:: TEXT PASSAGE ::

Important concepts in CV

This post serves as a list of miscellaneous techniques that litters in the CV field. They are not listed in any particular order for now.

  1. Hard-negative mining. For each image and each possible scale of each image in your negative training set, apply the sliding window technique and slide your window across the image. At each window compute your HOG descriptors and apply your classifier. If your classifier (incorrectly) classifies a given window as an object (and it will, there will absolutely be false-positives), record the feature vector associated with the false-positive patch along with the probability of the classification. This approach is called hard-negative mining. Take the false-positive samples found during the hard-negative mining stage, sort them by their confidence (i.e. probability) and re-train your classifier using these hard-negative samples. (Note: You can iteratively apply steps 4-5, but in practice one stage of hard-negative mining usually [not not always] tends to be enough. The gains in accuracy on subsequent runs of hard-negative mining tend to be minimal.)

:::

CHALLENGE A:
Please turn the rows into a numbered list, starting with the first row and going on through the line that contains "486 112 L 457". Leave out blank lines and pictures.

:: ENTRIES ::

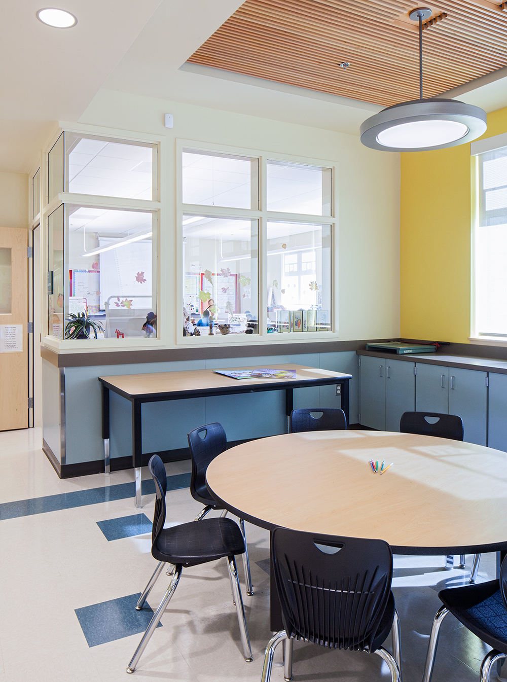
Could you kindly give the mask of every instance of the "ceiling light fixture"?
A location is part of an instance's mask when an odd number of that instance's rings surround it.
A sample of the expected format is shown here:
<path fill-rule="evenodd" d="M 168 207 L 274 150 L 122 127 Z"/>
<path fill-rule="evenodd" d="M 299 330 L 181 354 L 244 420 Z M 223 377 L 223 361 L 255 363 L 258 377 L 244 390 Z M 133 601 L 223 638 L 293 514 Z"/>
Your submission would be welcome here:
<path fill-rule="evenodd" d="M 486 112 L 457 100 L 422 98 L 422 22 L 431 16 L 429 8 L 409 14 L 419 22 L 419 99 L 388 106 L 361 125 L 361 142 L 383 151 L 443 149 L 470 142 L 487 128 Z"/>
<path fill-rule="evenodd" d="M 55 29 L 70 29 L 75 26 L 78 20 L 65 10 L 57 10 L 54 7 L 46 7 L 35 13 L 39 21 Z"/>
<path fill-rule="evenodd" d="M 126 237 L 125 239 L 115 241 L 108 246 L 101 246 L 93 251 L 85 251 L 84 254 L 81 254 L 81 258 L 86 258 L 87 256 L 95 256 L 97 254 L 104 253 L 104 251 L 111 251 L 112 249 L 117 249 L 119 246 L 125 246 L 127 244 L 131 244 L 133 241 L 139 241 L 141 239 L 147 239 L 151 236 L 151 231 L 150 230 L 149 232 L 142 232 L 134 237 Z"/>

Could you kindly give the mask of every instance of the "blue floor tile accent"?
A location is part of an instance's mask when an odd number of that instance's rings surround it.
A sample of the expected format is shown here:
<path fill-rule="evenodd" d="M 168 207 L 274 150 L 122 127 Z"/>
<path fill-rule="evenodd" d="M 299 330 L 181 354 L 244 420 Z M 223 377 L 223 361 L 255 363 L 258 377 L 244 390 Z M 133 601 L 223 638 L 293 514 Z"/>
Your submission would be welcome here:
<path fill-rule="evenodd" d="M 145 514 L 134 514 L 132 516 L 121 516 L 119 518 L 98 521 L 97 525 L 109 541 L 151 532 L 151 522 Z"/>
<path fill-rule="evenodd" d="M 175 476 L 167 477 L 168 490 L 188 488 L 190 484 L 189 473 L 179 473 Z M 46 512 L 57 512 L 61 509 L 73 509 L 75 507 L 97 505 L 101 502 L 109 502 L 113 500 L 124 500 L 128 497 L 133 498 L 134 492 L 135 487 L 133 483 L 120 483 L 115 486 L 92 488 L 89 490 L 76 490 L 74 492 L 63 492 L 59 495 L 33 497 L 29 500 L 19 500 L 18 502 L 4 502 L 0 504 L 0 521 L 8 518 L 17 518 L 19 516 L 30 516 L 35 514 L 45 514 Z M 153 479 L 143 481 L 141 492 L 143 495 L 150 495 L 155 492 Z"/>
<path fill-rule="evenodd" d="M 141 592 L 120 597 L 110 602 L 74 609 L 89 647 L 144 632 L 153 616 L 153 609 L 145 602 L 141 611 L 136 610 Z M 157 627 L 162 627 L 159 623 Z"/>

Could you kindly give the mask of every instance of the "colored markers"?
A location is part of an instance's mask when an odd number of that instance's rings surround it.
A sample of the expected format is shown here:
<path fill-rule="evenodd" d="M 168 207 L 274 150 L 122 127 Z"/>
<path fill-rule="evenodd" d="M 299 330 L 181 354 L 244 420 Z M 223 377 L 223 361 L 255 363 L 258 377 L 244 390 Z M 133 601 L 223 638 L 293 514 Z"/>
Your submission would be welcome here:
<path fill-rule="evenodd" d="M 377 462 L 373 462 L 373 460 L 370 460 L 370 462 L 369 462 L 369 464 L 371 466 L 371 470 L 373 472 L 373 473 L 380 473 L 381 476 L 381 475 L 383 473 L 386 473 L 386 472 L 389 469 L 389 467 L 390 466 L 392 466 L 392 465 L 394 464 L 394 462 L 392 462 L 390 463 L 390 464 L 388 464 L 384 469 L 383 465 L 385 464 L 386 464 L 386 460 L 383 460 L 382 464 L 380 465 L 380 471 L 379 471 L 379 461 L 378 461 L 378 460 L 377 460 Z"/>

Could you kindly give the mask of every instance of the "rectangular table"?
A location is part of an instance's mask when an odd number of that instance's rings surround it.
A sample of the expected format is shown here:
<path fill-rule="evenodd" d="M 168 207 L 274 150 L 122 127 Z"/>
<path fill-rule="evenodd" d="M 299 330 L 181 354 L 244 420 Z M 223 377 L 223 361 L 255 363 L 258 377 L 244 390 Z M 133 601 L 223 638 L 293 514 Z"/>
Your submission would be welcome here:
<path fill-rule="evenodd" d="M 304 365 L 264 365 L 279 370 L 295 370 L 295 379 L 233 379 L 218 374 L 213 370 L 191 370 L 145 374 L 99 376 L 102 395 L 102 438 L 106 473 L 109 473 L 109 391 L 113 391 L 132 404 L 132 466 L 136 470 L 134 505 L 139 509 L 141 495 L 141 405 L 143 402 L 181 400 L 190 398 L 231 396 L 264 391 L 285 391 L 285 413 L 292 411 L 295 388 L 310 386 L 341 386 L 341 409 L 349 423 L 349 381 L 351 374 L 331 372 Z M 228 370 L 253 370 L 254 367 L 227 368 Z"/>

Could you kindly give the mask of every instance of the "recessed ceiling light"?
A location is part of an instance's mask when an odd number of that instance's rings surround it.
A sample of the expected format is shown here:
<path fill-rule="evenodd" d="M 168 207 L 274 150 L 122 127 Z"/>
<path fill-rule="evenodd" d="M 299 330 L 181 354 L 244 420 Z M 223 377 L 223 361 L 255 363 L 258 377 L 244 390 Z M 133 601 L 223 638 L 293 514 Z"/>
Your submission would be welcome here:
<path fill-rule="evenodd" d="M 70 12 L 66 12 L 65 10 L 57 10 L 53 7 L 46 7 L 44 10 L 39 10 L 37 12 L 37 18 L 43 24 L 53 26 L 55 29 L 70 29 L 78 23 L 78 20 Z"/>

:::

CHALLENGE B:
In the post on CV techniques, how are the false-positive samples sorted before the classifier is re-trained?

WRITTEN ANSWER A:
1. Could you kindly give the mask of every instance of the "ceiling light fixture"?
2. A location is part of an instance's mask when an odd number of that instance's rings surround it.
3. A sample of the expected format is shown here:
4. <path fill-rule="evenodd" d="M 168 207 L 274 150 L 122 127 Z"/>
5. <path fill-rule="evenodd" d="M 299 330 L 181 354 L 244 420 Z M 223 377 L 223 361 L 255 363 L 258 377 L 244 390 Z M 133 601 L 223 638 L 293 514 Z"/>
6. Your submission would be welcome here:
7. <path fill-rule="evenodd" d="M 486 112 L 457 100 L 422 98 L 422 22 L 431 16 L 429 8 L 409 14 L 419 22 L 419 99 L 388 106 L 361 125 L 361 142 L 383 151 L 443 149 L 470 142 L 487 128 Z"/>

WRITTEN ANSWER B:
By their confidence, meaning their probability.